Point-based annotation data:
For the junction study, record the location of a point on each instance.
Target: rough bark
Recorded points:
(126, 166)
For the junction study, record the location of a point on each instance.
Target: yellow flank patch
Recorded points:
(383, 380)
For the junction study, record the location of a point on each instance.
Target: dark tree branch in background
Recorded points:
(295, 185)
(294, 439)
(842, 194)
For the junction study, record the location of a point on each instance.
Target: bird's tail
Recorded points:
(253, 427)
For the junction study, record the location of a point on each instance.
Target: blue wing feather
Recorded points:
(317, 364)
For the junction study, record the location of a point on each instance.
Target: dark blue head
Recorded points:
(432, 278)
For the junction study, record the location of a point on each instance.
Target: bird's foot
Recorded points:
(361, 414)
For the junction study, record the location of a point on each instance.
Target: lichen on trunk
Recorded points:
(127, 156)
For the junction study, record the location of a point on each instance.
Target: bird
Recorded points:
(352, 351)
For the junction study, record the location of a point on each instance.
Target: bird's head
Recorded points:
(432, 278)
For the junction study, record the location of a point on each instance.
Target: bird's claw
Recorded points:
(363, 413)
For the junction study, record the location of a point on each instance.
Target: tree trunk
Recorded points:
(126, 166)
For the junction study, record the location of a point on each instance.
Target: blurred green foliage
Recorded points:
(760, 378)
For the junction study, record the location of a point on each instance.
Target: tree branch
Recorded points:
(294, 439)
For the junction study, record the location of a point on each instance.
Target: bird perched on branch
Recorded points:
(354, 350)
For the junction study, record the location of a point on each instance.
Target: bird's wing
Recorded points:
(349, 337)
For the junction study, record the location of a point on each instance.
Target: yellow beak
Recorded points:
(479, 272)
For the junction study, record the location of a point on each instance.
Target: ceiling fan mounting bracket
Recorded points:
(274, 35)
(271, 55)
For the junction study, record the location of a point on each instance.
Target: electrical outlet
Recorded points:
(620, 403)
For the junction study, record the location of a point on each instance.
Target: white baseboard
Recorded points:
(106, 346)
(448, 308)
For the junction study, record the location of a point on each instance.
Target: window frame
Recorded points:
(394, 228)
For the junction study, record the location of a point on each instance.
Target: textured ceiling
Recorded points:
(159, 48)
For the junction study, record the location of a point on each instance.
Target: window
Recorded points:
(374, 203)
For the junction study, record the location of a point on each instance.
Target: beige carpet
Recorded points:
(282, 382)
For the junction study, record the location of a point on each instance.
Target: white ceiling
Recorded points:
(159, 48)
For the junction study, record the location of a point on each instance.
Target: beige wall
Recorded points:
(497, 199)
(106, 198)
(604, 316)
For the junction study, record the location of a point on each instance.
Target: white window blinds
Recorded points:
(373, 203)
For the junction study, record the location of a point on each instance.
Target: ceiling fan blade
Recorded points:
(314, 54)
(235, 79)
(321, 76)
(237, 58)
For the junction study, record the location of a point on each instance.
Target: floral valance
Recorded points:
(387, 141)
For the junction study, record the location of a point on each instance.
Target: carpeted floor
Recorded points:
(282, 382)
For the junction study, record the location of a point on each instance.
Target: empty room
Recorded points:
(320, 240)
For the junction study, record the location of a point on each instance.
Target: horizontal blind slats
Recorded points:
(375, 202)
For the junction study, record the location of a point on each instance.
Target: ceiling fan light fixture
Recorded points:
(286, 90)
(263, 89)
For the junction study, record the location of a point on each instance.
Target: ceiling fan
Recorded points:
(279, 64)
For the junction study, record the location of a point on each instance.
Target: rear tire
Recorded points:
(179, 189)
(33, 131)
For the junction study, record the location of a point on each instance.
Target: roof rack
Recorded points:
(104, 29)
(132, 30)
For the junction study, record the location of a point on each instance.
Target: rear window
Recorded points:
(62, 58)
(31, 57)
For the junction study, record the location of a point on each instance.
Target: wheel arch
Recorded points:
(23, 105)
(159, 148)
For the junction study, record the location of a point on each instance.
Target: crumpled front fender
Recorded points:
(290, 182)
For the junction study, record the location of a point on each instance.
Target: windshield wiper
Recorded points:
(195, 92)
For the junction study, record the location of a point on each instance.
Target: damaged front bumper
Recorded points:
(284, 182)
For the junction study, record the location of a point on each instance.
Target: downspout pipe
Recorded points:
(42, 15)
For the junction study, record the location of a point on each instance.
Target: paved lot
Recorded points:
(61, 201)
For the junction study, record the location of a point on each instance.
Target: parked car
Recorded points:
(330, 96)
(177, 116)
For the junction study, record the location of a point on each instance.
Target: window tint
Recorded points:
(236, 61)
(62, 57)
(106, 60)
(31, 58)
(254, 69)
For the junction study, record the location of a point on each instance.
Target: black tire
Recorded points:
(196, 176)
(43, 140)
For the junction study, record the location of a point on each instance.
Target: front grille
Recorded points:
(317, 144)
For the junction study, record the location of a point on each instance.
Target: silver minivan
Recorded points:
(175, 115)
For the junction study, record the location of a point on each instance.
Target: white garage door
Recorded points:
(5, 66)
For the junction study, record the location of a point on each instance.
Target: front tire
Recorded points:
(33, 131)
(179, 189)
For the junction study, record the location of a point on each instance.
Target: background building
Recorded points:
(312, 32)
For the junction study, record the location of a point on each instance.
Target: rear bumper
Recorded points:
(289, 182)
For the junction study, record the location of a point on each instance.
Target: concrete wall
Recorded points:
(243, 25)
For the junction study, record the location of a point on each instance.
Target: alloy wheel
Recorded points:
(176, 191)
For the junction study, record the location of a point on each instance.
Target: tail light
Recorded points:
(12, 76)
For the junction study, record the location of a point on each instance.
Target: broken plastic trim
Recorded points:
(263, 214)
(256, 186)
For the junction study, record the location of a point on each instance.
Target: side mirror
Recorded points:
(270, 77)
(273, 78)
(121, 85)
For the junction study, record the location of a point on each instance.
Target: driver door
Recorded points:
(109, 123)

■ **WHAT YOU NEED TO DO**: Collect every line of the records above that contains the string "wheel", and copy each one. Letter case counts when matching.

■ **TASK ANSWER**:
Target: wheel arch
Target: alloy wheel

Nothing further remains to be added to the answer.